---- Data records

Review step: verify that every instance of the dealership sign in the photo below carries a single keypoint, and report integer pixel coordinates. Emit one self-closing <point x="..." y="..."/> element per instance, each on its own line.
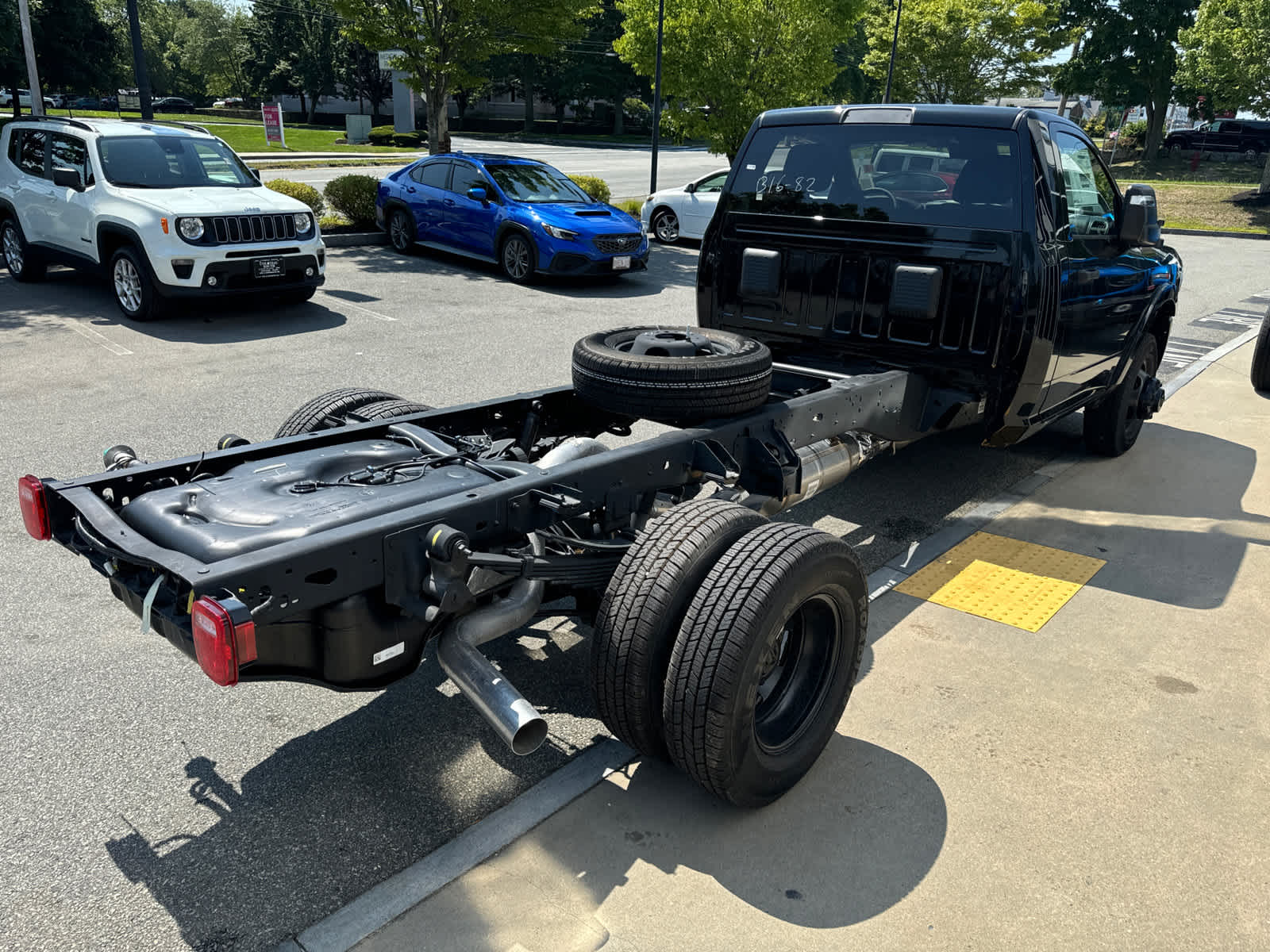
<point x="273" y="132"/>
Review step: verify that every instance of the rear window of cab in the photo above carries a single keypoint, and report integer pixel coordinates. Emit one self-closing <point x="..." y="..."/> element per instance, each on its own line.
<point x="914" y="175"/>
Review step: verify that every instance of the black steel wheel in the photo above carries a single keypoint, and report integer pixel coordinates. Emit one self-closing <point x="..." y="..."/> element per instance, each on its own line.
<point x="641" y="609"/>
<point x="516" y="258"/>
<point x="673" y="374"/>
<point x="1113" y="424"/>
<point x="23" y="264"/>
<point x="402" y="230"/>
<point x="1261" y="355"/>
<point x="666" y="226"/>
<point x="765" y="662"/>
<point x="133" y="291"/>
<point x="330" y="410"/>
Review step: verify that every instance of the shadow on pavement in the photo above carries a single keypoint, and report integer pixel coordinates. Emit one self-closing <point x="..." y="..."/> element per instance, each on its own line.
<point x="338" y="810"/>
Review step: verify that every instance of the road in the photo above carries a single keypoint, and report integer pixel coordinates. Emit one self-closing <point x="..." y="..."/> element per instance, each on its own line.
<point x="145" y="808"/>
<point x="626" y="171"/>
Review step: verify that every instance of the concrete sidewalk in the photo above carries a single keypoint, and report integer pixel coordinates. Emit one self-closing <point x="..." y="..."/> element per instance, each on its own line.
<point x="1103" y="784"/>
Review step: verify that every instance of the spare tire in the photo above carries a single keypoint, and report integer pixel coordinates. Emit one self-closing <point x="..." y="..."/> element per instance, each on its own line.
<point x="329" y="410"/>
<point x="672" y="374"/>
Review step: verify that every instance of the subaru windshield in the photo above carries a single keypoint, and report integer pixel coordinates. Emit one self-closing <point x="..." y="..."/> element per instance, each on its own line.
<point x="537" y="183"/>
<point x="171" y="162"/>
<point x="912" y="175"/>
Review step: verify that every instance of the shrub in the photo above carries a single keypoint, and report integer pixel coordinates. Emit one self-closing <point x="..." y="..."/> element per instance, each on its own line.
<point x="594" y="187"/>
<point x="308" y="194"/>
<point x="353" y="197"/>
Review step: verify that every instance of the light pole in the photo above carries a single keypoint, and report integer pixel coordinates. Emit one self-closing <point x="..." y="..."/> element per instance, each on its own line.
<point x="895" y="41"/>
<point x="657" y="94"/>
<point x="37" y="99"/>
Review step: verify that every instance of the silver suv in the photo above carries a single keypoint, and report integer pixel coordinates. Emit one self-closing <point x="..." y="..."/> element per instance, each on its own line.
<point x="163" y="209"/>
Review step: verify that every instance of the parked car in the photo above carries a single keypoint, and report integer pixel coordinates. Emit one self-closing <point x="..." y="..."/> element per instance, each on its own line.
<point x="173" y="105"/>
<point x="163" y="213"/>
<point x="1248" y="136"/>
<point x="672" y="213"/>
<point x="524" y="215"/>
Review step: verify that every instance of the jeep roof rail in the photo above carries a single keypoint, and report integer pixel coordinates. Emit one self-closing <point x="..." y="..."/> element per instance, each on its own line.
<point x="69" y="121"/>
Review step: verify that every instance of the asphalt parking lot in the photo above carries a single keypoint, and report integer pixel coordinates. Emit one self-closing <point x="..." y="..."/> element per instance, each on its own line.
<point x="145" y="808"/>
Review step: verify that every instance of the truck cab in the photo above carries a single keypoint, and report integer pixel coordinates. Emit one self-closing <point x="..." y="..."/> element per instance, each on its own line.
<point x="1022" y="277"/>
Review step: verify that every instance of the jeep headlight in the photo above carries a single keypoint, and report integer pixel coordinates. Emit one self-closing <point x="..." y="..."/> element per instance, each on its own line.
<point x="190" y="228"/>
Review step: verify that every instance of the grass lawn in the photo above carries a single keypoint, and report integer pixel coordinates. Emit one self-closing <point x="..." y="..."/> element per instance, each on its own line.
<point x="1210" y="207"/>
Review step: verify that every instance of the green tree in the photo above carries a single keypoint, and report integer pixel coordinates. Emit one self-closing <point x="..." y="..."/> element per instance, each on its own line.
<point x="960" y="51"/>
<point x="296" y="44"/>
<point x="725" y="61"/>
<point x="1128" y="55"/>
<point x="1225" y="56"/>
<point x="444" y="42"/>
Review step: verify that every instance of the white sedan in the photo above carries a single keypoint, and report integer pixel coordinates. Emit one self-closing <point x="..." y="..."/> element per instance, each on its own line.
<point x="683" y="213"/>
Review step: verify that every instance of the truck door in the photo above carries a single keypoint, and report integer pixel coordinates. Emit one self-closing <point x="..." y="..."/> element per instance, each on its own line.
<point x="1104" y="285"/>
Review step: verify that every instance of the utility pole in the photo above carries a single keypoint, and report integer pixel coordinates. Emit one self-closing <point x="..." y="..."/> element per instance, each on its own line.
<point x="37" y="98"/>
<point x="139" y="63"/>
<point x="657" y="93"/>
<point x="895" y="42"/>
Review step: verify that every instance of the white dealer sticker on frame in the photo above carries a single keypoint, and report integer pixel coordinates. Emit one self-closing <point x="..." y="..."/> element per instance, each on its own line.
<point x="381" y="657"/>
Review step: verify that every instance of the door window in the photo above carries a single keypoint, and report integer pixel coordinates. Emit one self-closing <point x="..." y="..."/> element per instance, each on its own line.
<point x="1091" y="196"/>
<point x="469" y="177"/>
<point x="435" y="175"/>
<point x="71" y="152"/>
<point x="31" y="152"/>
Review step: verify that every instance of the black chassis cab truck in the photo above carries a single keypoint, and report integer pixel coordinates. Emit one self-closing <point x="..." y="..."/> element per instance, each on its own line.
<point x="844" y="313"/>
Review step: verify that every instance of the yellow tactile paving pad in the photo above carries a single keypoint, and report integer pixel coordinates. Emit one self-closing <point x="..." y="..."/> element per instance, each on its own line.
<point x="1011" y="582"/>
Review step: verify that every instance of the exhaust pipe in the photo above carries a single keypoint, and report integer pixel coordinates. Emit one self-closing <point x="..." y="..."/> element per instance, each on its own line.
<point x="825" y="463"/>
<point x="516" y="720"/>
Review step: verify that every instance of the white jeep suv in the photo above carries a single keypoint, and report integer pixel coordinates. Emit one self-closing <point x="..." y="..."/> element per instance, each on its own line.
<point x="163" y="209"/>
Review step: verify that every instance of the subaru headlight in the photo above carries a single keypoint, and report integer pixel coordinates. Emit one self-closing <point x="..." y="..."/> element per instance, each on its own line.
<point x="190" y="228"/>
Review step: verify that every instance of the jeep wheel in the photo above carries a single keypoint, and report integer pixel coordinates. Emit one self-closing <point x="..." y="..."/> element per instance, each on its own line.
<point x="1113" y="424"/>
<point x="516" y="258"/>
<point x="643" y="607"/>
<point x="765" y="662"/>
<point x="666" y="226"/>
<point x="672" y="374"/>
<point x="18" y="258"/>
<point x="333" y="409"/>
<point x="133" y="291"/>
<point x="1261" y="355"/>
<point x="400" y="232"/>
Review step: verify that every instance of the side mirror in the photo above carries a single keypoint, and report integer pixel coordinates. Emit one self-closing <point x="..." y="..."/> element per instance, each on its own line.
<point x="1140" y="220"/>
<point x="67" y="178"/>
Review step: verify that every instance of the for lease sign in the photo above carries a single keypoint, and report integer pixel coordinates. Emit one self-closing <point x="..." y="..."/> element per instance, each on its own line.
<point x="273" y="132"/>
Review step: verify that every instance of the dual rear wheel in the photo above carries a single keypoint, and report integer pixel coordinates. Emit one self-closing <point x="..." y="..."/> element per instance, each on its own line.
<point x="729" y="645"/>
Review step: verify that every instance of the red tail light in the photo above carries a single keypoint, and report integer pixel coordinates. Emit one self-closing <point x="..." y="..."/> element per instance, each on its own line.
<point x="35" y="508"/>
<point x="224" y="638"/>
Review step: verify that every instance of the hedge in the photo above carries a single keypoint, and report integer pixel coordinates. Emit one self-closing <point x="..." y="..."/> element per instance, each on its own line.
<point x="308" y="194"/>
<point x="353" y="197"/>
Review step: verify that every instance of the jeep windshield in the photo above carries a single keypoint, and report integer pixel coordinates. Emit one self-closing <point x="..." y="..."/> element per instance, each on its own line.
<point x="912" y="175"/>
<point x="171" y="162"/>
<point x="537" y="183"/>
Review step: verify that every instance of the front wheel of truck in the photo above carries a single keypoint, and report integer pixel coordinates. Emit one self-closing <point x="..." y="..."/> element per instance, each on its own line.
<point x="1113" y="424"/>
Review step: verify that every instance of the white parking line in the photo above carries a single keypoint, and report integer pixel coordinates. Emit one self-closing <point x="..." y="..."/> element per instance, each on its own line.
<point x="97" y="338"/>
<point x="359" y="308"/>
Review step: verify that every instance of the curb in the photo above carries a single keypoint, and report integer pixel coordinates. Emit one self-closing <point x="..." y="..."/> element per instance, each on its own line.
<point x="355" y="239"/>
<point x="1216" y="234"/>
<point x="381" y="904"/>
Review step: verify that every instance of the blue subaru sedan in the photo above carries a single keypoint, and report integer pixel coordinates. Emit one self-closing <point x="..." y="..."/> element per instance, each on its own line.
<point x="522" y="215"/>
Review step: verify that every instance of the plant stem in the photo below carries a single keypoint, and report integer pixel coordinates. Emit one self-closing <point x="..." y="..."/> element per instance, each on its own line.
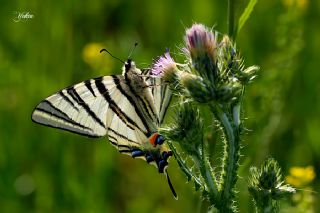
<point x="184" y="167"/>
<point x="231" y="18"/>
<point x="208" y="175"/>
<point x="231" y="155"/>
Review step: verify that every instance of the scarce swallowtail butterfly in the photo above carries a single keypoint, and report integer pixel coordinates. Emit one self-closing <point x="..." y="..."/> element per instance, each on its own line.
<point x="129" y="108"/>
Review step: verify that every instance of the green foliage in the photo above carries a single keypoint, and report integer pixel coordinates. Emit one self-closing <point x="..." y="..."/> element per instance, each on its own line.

--------

Problem. Everything from the line containing "Review step: verify that every instance of the plant" through the last line of the entries must be repeated verbatim, except pictures.

Written solution.
Review step: verify that every instance of the plant stem in the photo below carries a single keypoint, and report integer pixel coordinates. Emit one self-closing <point x="..." y="..."/> element per instance, each on its own line.
<point x="184" y="167"/>
<point x="231" y="18"/>
<point x="208" y="175"/>
<point x="231" y="155"/>
Review step: verify that every instance of the scarce swallowtail butterfly in the photo above carries a single keypoint, and report integer pixel coordinates. Emit one self-closing <point x="..." y="..."/> element per instance, each on its own line.
<point x="129" y="108"/>
Review step: verify that every instance of the green foliage in the photo above carries a single keypoint, and report integer pixel coordinates. Emit one self-closing <point x="..." y="..."/> element per instance, each on its own line.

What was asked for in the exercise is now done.